** Begin Excerpted data **

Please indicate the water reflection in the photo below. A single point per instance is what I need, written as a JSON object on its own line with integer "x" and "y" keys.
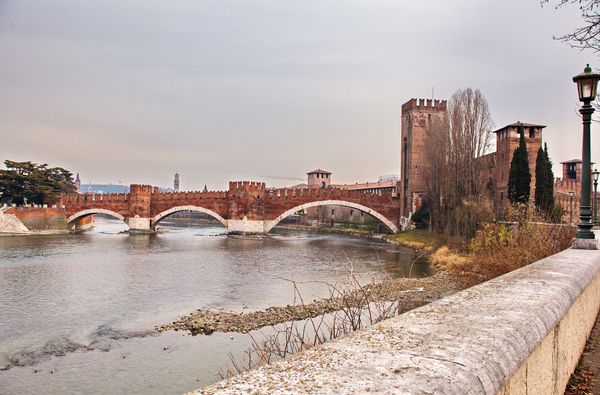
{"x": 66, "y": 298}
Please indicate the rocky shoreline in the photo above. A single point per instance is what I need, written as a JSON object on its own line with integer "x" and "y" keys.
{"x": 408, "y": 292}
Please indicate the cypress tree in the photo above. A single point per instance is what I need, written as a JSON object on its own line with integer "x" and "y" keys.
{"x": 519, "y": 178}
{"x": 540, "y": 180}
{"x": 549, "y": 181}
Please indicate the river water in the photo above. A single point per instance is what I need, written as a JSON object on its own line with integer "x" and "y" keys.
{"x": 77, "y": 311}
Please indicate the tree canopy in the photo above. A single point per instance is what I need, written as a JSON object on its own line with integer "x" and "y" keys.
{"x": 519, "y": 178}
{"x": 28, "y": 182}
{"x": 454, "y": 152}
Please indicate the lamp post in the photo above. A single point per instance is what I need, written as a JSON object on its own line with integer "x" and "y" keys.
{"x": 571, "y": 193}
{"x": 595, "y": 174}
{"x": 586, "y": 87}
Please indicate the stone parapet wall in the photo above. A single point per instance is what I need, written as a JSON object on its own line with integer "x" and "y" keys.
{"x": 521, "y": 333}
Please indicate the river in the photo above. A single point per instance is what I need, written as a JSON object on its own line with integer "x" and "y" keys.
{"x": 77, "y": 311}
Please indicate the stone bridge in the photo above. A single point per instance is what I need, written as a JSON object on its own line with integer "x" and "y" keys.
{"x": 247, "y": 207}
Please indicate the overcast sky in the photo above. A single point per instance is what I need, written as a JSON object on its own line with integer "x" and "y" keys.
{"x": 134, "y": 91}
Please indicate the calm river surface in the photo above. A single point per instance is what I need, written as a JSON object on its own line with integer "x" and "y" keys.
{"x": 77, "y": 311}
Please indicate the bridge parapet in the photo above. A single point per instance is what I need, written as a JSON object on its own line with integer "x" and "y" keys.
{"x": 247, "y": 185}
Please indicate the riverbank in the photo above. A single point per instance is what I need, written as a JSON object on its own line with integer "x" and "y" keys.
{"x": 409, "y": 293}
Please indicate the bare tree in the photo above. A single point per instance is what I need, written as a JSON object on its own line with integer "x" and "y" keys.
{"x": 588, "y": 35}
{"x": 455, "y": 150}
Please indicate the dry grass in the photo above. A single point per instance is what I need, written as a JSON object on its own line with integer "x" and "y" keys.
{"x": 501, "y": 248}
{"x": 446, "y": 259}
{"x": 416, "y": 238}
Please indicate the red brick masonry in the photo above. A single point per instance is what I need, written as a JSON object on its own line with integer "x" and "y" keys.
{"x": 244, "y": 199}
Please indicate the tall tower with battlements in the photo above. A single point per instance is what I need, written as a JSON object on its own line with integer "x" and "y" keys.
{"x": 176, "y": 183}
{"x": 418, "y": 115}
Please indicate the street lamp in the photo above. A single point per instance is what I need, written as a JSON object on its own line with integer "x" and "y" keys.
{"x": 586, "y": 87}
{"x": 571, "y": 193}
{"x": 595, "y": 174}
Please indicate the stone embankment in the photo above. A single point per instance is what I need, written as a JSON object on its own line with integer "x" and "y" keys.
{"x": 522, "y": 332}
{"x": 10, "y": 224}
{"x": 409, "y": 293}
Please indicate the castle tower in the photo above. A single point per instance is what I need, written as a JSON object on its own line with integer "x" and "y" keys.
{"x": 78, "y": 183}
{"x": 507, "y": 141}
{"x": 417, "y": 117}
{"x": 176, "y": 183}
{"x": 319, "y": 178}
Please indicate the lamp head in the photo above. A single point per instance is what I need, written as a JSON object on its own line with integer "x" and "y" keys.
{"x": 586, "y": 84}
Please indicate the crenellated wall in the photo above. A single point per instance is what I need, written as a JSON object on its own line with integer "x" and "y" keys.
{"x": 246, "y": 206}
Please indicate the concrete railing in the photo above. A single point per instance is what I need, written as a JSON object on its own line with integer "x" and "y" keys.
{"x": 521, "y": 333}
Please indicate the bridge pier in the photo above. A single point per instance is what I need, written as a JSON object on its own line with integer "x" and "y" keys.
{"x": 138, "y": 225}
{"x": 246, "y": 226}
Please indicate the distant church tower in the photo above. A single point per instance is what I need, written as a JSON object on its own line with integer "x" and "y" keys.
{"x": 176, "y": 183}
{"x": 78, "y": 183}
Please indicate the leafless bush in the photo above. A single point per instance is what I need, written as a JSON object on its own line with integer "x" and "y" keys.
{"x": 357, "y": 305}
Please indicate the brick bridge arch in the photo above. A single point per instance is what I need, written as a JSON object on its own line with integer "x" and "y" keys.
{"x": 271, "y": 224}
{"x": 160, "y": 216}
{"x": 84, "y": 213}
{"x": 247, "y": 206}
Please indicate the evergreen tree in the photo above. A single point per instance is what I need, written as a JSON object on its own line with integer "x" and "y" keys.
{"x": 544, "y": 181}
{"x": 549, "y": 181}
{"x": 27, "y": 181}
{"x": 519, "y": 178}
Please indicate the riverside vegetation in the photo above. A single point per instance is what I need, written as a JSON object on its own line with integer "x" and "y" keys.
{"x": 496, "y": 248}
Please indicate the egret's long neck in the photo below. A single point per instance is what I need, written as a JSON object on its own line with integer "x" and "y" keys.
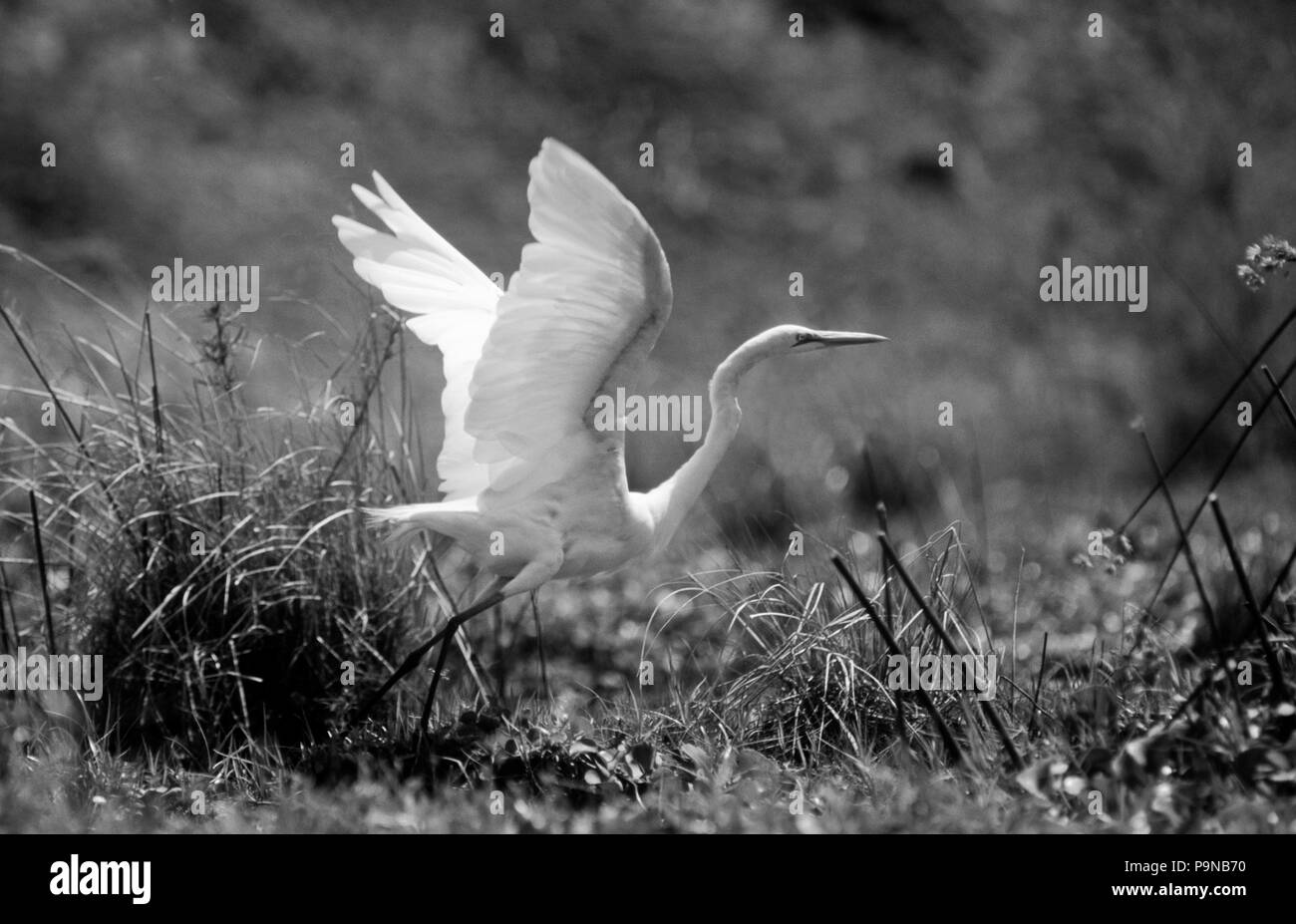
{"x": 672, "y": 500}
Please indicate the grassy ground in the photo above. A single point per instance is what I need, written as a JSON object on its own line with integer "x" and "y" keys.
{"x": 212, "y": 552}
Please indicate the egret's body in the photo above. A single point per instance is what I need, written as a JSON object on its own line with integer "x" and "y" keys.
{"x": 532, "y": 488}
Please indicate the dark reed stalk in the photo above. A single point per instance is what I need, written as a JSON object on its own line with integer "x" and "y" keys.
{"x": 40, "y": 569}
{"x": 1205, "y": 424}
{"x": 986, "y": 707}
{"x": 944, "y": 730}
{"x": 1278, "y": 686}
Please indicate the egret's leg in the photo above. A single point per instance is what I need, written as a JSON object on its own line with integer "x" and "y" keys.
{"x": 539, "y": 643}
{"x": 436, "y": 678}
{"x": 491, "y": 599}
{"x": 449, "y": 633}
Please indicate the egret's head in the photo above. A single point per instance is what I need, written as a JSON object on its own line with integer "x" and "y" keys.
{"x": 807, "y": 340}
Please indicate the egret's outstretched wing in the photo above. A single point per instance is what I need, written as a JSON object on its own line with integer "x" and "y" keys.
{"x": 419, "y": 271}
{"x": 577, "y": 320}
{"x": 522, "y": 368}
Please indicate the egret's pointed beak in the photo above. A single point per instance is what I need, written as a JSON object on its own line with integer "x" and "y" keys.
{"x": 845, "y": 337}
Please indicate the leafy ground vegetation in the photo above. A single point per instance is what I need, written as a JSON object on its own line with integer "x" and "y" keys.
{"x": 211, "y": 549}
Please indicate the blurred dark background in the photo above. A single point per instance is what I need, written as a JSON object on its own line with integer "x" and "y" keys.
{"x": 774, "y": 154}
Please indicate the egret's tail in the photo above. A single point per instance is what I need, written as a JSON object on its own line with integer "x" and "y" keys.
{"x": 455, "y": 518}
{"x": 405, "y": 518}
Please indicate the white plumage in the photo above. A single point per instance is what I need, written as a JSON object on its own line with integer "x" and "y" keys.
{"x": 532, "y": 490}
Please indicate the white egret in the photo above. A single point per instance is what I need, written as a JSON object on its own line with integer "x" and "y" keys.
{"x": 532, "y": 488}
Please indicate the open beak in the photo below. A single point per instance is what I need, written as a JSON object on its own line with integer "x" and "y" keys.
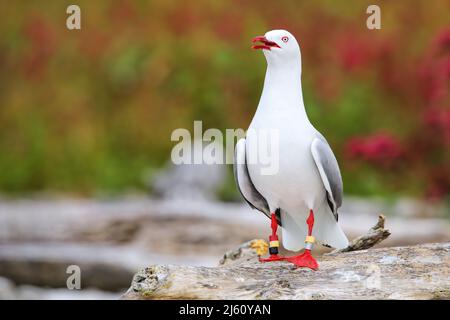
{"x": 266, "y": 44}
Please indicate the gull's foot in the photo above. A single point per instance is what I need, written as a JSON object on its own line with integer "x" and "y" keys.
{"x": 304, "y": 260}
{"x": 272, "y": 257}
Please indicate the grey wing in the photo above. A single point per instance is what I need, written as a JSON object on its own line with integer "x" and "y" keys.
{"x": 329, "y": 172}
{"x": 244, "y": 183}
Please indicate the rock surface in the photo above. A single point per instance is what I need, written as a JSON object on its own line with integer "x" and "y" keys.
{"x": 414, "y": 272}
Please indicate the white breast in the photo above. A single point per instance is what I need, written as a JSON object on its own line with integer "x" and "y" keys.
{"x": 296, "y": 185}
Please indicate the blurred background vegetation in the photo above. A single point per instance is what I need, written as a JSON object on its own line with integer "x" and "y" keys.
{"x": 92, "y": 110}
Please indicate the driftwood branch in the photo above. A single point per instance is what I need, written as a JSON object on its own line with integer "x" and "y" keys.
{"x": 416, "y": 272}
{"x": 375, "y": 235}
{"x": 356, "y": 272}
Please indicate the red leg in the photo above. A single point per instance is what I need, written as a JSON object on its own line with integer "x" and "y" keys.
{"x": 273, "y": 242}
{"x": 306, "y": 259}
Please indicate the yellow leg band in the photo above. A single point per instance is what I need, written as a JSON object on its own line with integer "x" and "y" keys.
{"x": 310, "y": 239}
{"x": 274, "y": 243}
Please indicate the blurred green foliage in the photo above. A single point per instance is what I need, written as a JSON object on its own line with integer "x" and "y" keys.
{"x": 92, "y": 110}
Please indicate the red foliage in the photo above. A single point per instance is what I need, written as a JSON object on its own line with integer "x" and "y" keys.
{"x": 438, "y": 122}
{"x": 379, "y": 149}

** End Excerpted data **

What the task asks:
Repeat, with no changes, each line from the one with "Please indicate the driftwood" to the end of the listing, including both ends and nothing else.

Expected answer:
Please indicate the driftwood branch in the photo above. A single point per instance is what I need, written as a JSON object on its own line with integer "x" and "y" keys.
{"x": 416, "y": 272}
{"x": 375, "y": 235}
{"x": 356, "y": 272}
Please indicate the red leg in the photo above. A single point per instance is what I need, written as a JSON object on its own line with integer "x" and "y" keys.
{"x": 273, "y": 242}
{"x": 306, "y": 259}
Please indicate the yellow leg band in the photo above. A single point per instance is what I need, written as a JSON object on its own line with integer "x" and "y" keys.
{"x": 310, "y": 239}
{"x": 274, "y": 243}
Please indicate the blurred green foliage in the photo above. A single point per instance is what I need, written as a JSON object on its own line with integer "x" and "y" keys.
{"x": 92, "y": 110}
Please indicate the red foliage in the photo above. A single point per instance is what I need, written as a JSON object on its own line with integer "x" and "y" keys.
{"x": 438, "y": 122}
{"x": 379, "y": 149}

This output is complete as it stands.